EXERCISE DIRECTIONS = A precise repetition of every line below is the required answer.

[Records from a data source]
= = = =

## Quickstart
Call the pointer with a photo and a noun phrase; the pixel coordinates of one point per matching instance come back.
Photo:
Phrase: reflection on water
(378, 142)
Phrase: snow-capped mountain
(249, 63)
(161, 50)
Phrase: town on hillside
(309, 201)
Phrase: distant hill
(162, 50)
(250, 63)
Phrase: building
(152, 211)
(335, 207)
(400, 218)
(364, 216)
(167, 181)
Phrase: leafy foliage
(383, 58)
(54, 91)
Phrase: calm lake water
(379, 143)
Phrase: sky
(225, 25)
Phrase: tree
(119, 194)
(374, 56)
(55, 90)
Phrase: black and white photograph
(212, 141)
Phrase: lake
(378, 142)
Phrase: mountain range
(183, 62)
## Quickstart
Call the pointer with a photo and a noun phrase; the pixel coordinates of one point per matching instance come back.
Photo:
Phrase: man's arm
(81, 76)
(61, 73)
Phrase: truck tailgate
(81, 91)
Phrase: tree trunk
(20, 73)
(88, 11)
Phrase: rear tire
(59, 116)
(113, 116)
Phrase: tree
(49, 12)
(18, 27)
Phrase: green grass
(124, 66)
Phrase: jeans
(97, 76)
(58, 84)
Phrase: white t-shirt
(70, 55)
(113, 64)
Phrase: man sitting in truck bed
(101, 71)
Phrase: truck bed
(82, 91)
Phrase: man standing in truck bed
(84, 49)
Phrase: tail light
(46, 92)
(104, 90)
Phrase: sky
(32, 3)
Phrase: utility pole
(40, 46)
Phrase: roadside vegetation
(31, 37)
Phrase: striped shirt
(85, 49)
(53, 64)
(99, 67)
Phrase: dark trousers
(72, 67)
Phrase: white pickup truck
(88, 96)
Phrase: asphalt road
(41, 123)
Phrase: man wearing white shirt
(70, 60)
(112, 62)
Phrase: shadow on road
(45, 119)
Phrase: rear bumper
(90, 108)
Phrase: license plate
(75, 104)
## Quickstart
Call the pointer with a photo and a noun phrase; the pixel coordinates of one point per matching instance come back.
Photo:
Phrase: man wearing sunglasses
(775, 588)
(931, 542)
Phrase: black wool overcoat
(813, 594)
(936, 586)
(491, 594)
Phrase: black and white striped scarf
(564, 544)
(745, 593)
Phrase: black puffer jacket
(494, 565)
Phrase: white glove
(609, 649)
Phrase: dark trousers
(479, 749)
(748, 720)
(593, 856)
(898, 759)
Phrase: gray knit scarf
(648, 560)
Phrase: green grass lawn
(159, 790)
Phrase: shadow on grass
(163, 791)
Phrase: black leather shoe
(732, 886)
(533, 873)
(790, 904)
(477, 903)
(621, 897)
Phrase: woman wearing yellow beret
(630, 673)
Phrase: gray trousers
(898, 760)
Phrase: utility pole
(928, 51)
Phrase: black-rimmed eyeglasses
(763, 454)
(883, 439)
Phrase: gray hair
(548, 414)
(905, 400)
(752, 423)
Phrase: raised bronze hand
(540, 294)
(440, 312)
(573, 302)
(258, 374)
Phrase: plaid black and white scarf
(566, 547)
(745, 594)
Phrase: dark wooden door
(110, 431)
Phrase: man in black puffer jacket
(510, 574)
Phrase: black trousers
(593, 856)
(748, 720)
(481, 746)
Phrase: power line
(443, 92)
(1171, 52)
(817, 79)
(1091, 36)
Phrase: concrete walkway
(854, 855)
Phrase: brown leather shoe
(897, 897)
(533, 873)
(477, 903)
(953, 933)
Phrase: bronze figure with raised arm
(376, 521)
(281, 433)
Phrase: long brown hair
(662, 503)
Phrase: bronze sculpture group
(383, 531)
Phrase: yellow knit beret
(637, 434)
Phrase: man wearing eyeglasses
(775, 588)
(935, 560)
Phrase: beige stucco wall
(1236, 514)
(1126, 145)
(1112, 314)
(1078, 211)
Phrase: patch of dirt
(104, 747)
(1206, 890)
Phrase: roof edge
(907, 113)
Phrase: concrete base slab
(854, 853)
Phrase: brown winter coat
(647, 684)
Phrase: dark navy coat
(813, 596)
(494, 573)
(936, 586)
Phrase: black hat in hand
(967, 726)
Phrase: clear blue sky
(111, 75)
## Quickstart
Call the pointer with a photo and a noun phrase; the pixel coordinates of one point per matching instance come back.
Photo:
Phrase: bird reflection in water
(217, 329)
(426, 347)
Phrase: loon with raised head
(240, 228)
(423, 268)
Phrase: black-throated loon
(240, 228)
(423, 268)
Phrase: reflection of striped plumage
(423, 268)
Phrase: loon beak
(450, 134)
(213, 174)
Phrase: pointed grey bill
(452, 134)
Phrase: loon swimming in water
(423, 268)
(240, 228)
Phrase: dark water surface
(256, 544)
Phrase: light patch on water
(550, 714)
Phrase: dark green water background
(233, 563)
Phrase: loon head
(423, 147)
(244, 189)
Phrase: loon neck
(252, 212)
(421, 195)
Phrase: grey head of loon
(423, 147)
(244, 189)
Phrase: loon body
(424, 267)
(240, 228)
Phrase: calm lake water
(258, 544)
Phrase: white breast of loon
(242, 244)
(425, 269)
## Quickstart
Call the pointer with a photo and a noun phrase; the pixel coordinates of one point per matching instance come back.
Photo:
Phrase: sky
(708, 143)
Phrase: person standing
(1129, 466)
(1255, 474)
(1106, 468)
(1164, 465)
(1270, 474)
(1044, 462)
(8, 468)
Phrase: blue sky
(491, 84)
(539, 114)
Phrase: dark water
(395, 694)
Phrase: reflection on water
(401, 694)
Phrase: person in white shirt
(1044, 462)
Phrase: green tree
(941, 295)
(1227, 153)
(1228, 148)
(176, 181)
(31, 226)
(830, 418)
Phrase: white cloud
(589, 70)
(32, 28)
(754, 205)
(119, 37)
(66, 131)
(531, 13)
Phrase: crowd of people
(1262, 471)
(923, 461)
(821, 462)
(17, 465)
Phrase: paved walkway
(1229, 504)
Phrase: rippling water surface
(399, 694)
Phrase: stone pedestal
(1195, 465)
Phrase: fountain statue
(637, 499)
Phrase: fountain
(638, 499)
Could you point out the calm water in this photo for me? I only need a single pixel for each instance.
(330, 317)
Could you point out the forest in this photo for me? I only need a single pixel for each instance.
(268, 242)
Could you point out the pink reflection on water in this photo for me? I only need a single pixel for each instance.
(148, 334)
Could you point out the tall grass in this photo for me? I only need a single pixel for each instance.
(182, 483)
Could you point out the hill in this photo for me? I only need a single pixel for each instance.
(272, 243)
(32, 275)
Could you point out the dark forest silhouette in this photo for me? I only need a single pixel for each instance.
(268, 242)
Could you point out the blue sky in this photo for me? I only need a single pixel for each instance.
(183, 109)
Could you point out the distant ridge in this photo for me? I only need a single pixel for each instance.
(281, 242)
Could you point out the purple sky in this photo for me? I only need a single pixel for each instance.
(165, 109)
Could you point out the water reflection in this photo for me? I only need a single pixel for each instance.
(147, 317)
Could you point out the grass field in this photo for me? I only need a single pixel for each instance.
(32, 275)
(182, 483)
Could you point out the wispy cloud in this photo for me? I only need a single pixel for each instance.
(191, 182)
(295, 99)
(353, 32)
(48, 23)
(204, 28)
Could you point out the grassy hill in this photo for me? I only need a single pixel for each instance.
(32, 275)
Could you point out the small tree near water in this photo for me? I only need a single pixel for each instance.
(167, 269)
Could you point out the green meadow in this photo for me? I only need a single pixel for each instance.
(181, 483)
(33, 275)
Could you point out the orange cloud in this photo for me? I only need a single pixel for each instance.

= = = =

WORKED SOLUTION =
## Quickstart
Call the pointer with a photo and a noun phrase; the pixel coordinates of one point per matching instance come back.
Photo:
Phrase: reflection on water
(378, 142)
Phrase: snow-capped mountain
(249, 63)
(161, 50)
Phrase: town on hillside
(309, 201)
Phrase: distant hill
(162, 50)
(250, 63)
Phrase: building
(152, 211)
(335, 207)
(400, 218)
(364, 216)
(167, 181)
Phrase: leafy foliage
(383, 58)
(54, 91)
Phrase: calm lake water
(379, 143)
Phrase: sky
(225, 25)
Phrase: tree
(119, 194)
(374, 56)
(55, 90)
Phrase: black and white photograph
(212, 141)
Phrase: lake
(378, 142)
Phrase: mountain range
(183, 62)
## Quickstart
Call the pointer with a photo and a noun phrase; the pixel coordinates of one point per matching instance come back.
Photo:
Phrase: man's arm
(81, 76)
(61, 73)
Phrase: truck tailgate
(81, 91)
Phrase: tree trunk
(20, 73)
(88, 11)
Phrase: rear tire
(59, 116)
(113, 116)
Phrase: tree
(49, 12)
(18, 27)
Phrase: green grass
(124, 66)
Phrase: jeans
(97, 76)
(58, 84)
Phrase: white t-shirt
(70, 55)
(113, 64)
Phrase: man sitting in truck bed
(101, 71)
Phrase: truck bed
(82, 91)
Phrase: man standing in truck bed
(84, 49)
Phrase: tail light
(46, 92)
(104, 90)
Phrase: sky
(32, 3)
Phrase: utility pole
(40, 46)
Phrase: roadside vegetation
(31, 37)
Phrase: striped shirt
(85, 49)
(53, 64)
(99, 67)
Phrase: dark trousers
(72, 67)
Phrase: white pickup truck
(88, 96)
Phrase: asphalt road
(41, 123)
Phrase: man wearing white shirt
(70, 60)
(112, 62)
Phrase: shadow on road
(45, 119)
Phrase: rear bumper
(90, 108)
Phrase: license plate
(75, 104)
## Quickstart
Call the pointer with a photo and a noun phrase; the pixel coordinates of one point per matching instance come back.
Photo:
Phrase: man wearing sunglasses
(775, 588)
(931, 542)
Phrase: black wool overcoat
(813, 594)
(936, 586)
(491, 594)
Phrase: black and white striped scarf
(564, 544)
(745, 593)
Phrase: black puffer jacket
(494, 565)
Phrase: white glove
(609, 649)
Phrase: dark trousers
(479, 749)
(748, 720)
(593, 856)
(898, 759)
Phrase: gray knit scarf
(648, 560)
Phrase: green grass lawn
(159, 790)
Phrase: shadow on grass
(163, 791)
Phrase: black leather shoe
(732, 886)
(533, 873)
(790, 904)
(477, 903)
(621, 897)
Phrase: woman wearing yellow beret
(630, 673)
Phrase: gray trousers
(898, 760)
Phrase: utility pole
(928, 51)
Phrase: black-rimmed eyeglasses
(763, 454)
(883, 439)
Phrase: gray hair
(548, 414)
(905, 400)
(752, 423)
Phrase: raised bronze hand
(540, 294)
(440, 312)
(573, 302)
(258, 374)
Phrase: plaid black and white scarf
(566, 547)
(745, 594)
Phrase: dark wooden door
(110, 431)
Phrase: man in black puffer jacket
(510, 574)
Phrase: black trousers
(593, 856)
(748, 720)
(481, 746)
Phrase: power line
(443, 92)
(1171, 52)
(817, 79)
(1091, 36)
Phrase: concrete walkway
(854, 855)
Phrase: brown leather shoe
(897, 897)
(533, 873)
(477, 903)
(953, 933)
Phrase: bronze figure with raised arm
(376, 521)
(281, 433)
Phrase: long brown hair
(662, 503)
Phrase: bronze sculpture group
(383, 531)
Phrase: yellow knit beret
(637, 434)
Phrase: man wearing eyeglasses
(775, 588)
(935, 560)
Phrase: beige stucco wall
(1236, 514)
(1126, 145)
(1112, 314)
(1078, 211)
Phrase: patch of dirt
(104, 747)
(1206, 890)
Phrase: roof edge
(907, 113)
Phrase: concrete base slab
(854, 853)
Phrase: brown winter coat
(647, 684)
Phrase: dark navy coat
(813, 596)
(494, 573)
(936, 586)
Phrase: black hat in hand
(967, 726)
Phrase: clear blue sky
(111, 75)
## Quickstart
Call the pointer with a photo and a noun phrase; the pixel coordinates of one point per matching instance come back.
Photo:
Phrase: bird reflection in water
(217, 329)
(426, 347)
Phrase: loon with raised head
(240, 228)
(423, 268)
Phrase: black-throated loon
(240, 228)
(423, 268)
Phrase: reflection of striped plumage
(423, 268)
Phrase: loon beak
(450, 134)
(213, 174)
Phrase: pointed grey bill
(452, 134)
Phrase: loon swimming in water
(423, 268)
(240, 228)
Phrase: dark water surface
(256, 544)
Phrase: light patch on water
(550, 714)
Phrase: dark green water background
(233, 563)
Phrase: loon head
(423, 147)
(244, 189)
Phrase: loon neck
(252, 212)
(421, 195)
Phrase: grey head of loon
(423, 147)
(244, 189)
Phrase: loon body
(424, 267)
(240, 228)
Phrase: calm lake water
(258, 544)
Phrase: white breast of loon
(242, 244)
(425, 269)
## Quickstart
Call the pointer with a photo and a noun phrase; the pixel coordinates of one point per matching instance come back.
Photo:
Phrase: sky
(708, 143)
Phrase: person standing
(1129, 466)
(1255, 474)
(1106, 468)
(1164, 465)
(1270, 474)
(1044, 462)
(8, 468)
Phrase: blue sky
(491, 84)
(539, 114)
Phrase: dark water
(395, 694)
Phrase: reflection on water
(401, 694)
Phrase: person in white shirt
(1044, 462)
Phrase: green tree
(941, 295)
(1227, 153)
(1228, 148)
(176, 181)
(31, 226)
(830, 418)
Phrase: white cloud
(589, 70)
(32, 28)
(754, 205)
(119, 37)
(66, 131)
(531, 13)
Phrase: crowd of people
(1262, 471)
(923, 461)
(821, 462)
(17, 465)
Phrase: paved walkway
(1229, 504)
Phrase: rippling water surface
(399, 694)
Phrase: stone pedestal
(1195, 465)
Phrase: fountain statue
(637, 499)
Phrase: fountain
(638, 499)
Could you point out the calm water in this photo for me? I only need a single pixel for each instance.
(330, 317)
Could you point out the forest in this photo for me? I only need a single pixel for each instance.
(268, 242)
Could you point out the pink reflection on water in this photo for me? I only need a single pixel for each instance.
(148, 334)
Could you point out the tall grass in this photo for me? I only need a single pixel for each instance.
(182, 483)
Could you point out the hill in this photo for me? I only need a single pixel for each instance.
(272, 243)
(32, 275)
Could you point out the dark forest silhouette in this photo for me? I only need a single pixel for each instance.
(268, 242)
Could you point out the blue sky in this photo for me? I only need a single pixel for each instance.
(183, 109)
Could you point out the distant ridge in this photo for me? I only need a single pixel for each instance.
(281, 242)
Could you point out the purple sky in this photo for me? I only need a single pixel for each instance.
(165, 109)
Could you point out the water reflection in this photo for me? I only need a single pixel for each instance.
(147, 317)
Could you point out the grass field in this photo for me? I only need a single pixel for each instance.
(32, 275)
(182, 483)
Could you point out the wispy cloud in this photo for me? I only need a single pixel for each instance.
(191, 182)
(295, 99)
(353, 32)
(48, 23)
(204, 28)
Could you point out the grassy hill in this photo for me? I only need a single pixel for each instance.
(32, 275)
Could you point out the small tree near water in this photo for me? I only need a single pixel for each instance.
(167, 269)
Could you point out the green meadow in this photo for me? I only need a single pixel for each instance.
(181, 483)
(33, 275)
Could you point out the orange cloud in this photo for me? I only need a single pixel for each instance.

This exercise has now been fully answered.